-- start RECORD SET --

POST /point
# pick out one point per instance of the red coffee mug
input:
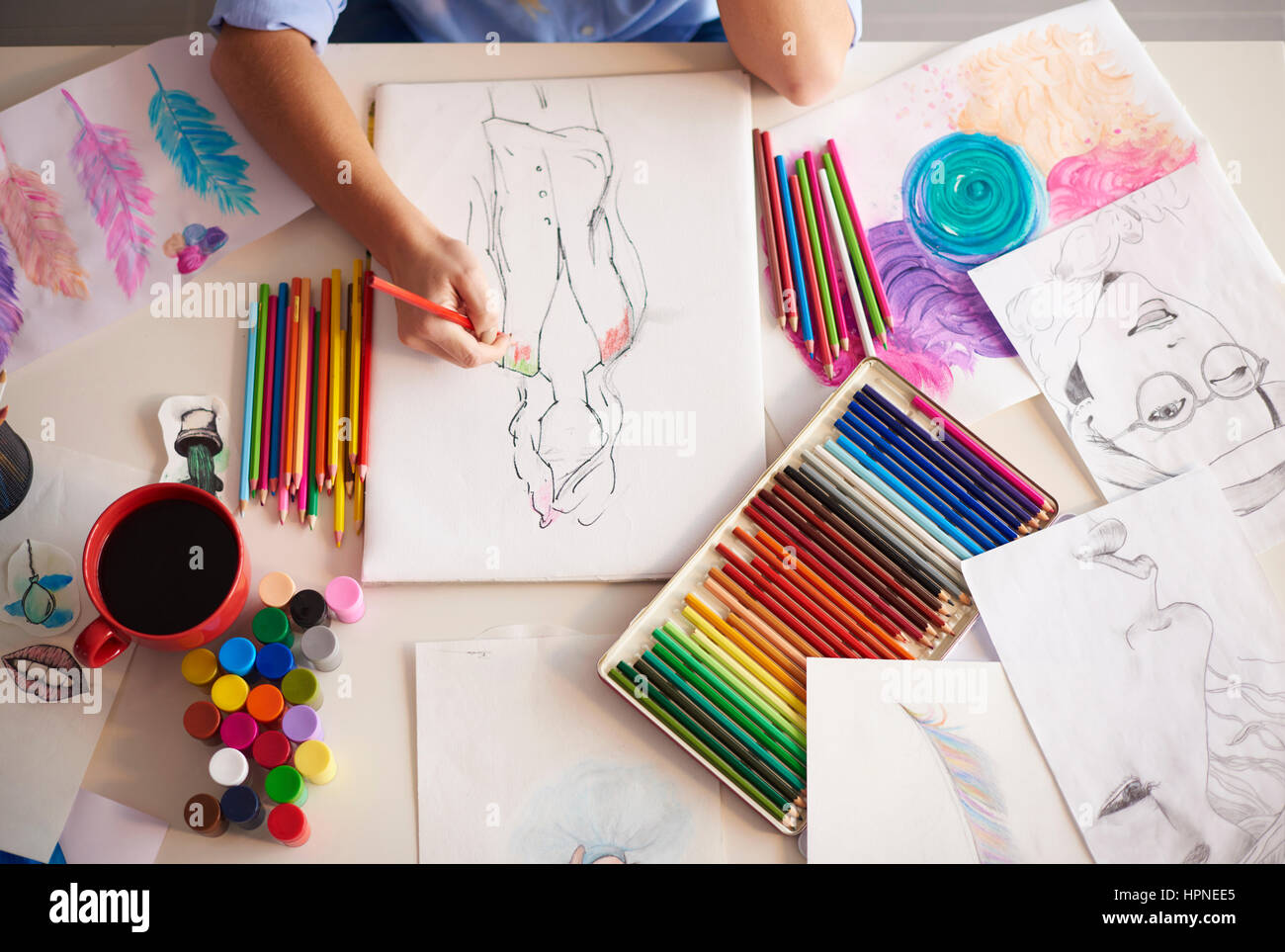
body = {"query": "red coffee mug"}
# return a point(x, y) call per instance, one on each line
point(106, 638)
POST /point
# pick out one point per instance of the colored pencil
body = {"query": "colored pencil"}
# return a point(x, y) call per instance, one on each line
point(283, 295)
point(248, 410)
point(767, 225)
point(423, 303)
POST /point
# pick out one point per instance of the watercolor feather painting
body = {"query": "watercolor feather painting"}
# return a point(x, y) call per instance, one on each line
point(969, 155)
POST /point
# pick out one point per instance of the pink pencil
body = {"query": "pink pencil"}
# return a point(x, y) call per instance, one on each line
point(875, 283)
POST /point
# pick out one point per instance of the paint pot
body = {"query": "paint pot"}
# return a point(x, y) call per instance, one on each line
point(229, 767)
point(300, 686)
point(274, 661)
point(321, 648)
point(343, 596)
point(275, 590)
point(308, 609)
point(202, 720)
point(288, 824)
point(266, 706)
point(229, 693)
point(271, 749)
point(201, 814)
point(302, 724)
point(315, 762)
point(200, 668)
point(236, 656)
point(286, 784)
point(242, 806)
point(239, 732)
point(273, 627)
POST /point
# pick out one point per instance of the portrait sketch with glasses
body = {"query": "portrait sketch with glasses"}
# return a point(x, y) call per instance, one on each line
point(1156, 326)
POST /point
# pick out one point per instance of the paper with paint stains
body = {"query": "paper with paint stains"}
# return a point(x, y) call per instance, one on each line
point(971, 154)
point(612, 218)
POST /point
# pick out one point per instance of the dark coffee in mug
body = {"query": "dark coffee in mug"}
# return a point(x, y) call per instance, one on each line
point(167, 566)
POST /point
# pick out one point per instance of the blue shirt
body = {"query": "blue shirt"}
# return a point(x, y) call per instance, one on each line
point(518, 21)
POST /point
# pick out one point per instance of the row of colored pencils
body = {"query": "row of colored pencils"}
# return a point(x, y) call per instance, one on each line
point(814, 245)
point(849, 552)
point(306, 423)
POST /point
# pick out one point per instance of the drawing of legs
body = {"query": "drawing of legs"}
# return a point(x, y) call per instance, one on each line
point(573, 296)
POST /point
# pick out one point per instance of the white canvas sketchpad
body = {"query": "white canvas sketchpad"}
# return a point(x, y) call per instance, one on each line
point(1144, 646)
point(926, 762)
point(629, 415)
point(1155, 329)
point(526, 757)
point(93, 209)
point(1023, 129)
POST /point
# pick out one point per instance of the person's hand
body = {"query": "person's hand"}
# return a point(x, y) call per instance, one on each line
point(446, 271)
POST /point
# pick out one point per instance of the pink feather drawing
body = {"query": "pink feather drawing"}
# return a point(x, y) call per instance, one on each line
point(112, 180)
point(31, 214)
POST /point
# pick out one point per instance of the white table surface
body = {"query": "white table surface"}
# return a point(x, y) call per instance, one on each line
point(103, 393)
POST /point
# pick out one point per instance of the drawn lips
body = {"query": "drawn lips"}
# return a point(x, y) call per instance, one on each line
point(46, 672)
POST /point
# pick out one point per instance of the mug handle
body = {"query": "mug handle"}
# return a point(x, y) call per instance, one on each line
point(98, 644)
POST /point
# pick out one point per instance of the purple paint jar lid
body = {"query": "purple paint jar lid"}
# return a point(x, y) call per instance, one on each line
point(300, 723)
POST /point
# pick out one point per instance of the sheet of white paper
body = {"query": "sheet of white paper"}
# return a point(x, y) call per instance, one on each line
point(926, 762)
point(1155, 329)
point(1144, 646)
point(104, 831)
point(117, 174)
point(629, 414)
point(45, 746)
point(967, 155)
point(525, 755)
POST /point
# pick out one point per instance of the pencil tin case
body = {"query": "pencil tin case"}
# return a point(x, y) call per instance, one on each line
point(787, 816)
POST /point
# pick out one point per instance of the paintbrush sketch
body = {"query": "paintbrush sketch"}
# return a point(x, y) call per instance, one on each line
point(573, 296)
point(1230, 790)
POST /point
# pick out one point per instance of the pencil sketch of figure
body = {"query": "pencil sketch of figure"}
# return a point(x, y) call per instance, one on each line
point(603, 814)
point(1222, 801)
point(573, 293)
point(1149, 382)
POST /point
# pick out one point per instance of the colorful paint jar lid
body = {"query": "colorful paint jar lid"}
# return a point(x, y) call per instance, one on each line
point(201, 720)
point(274, 661)
point(288, 824)
point(321, 648)
point(315, 762)
point(343, 596)
point(238, 730)
point(200, 667)
point(229, 693)
point(227, 767)
point(273, 627)
point(265, 703)
point(236, 655)
point(275, 588)
point(300, 686)
point(302, 724)
point(307, 608)
point(271, 749)
point(284, 784)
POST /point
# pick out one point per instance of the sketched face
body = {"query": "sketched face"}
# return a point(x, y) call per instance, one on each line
point(1165, 377)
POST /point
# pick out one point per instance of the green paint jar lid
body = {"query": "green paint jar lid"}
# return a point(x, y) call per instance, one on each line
point(273, 627)
point(286, 785)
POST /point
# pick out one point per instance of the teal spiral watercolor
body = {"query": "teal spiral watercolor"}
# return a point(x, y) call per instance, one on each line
point(971, 197)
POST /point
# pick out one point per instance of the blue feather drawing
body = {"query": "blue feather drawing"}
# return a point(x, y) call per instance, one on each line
point(200, 148)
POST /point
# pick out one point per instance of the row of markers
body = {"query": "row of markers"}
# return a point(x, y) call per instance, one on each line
point(853, 552)
point(816, 245)
point(306, 427)
point(262, 711)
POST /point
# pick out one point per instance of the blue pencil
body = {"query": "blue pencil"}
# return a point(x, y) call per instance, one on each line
point(247, 424)
point(274, 459)
point(796, 258)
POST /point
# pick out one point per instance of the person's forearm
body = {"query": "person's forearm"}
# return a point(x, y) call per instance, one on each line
point(796, 46)
point(294, 107)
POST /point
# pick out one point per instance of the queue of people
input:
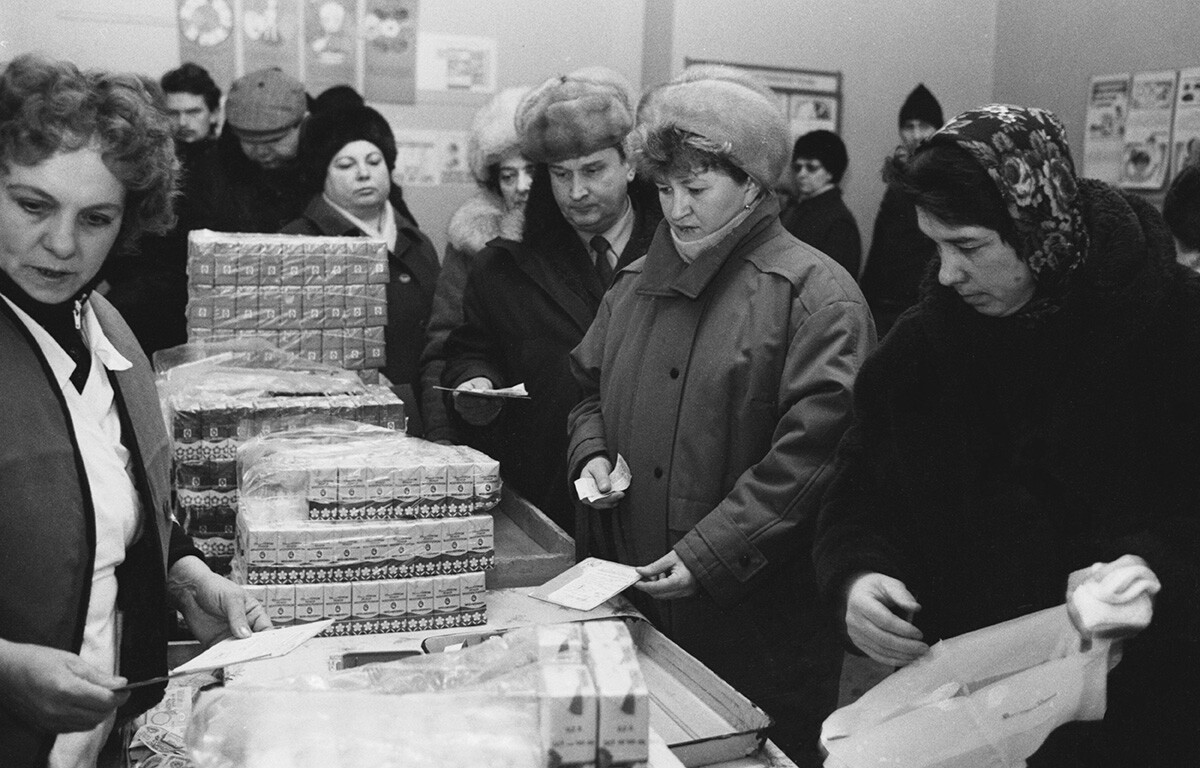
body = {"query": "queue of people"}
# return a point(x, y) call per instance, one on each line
point(816, 466)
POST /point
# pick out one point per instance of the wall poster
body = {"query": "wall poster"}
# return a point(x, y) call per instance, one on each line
point(369, 45)
point(1108, 103)
point(1187, 123)
point(456, 63)
point(810, 99)
point(1147, 142)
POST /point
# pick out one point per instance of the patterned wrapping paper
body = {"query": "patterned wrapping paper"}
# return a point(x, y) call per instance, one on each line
point(321, 298)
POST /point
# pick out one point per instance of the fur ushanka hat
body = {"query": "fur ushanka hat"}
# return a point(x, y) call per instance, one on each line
point(493, 132)
point(735, 112)
point(575, 114)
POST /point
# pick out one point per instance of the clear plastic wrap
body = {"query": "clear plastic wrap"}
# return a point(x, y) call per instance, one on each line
point(217, 394)
point(241, 727)
point(360, 475)
point(532, 696)
point(323, 299)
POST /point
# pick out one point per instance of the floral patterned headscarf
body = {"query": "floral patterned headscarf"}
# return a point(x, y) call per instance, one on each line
point(1024, 150)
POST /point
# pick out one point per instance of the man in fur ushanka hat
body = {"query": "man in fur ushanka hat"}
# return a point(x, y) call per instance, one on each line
point(532, 295)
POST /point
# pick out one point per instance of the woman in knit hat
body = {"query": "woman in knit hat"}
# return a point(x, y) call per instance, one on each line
point(1030, 424)
point(819, 216)
point(720, 367)
point(496, 210)
point(348, 156)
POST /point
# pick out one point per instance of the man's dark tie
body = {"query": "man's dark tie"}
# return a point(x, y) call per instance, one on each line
point(604, 270)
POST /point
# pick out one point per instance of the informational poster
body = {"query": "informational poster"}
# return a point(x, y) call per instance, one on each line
point(810, 99)
point(431, 157)
point(811, 112)
point(1187, 123)
point(270, 34)
point(1147, 145)
point(456, 63)
point(389, 41)
point(1108, 105)
point(330, 57)
point(205, 37)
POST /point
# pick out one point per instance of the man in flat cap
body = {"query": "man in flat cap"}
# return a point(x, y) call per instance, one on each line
point(528, 304)
point(252, 181)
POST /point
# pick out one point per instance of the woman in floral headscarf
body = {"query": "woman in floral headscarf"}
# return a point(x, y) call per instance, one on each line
point(1035, 414)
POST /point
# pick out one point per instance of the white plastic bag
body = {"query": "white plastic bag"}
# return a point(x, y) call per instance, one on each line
point(983, 700)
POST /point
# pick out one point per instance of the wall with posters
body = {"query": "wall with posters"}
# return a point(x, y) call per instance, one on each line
point(882, 49)
point(532, 40)
point(1077, 41)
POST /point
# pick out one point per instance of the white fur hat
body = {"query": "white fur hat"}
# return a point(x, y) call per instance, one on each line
point(727, 107)
point(493, 131)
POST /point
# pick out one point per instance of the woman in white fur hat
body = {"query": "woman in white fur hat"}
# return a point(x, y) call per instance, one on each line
point(496, 210)
point(720, 367)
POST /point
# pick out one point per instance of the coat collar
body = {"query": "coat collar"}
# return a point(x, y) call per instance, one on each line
point(666, 273)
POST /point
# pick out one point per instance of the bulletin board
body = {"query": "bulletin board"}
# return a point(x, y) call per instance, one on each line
point(1143, 129)
point(810, 99)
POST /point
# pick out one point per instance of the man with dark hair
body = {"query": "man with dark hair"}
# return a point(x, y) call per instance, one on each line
point(528, 304)
point(899, 251)
point(1181, 209)
point(817, 215)
point(193, 102)
point(150, 287)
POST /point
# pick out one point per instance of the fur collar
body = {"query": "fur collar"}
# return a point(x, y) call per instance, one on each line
point(483, 219)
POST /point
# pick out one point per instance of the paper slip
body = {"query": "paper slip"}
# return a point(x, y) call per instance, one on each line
point(265, 645)
point(587, 583)
point(619, 478)
point(517, 391)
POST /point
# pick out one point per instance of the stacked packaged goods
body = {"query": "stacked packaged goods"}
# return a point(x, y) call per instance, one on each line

-- end RECORD SET --

§ SHORT EXERCISE: Arrange the listing as a JSON list of strings, one per line, from its first line up to and including the line with "point(106, 638)". Skip blank lines and leave the picture out.

§ TASK RESULT:
[
  "POST /point",
  "# pick out one point per instance of the red coffee mug",
  "input:",
  "body = {\"query\": \"red coffee mug\"}",
  "# return a point(x, y) call per instance, one on each line",
  "point(106, 638)"
]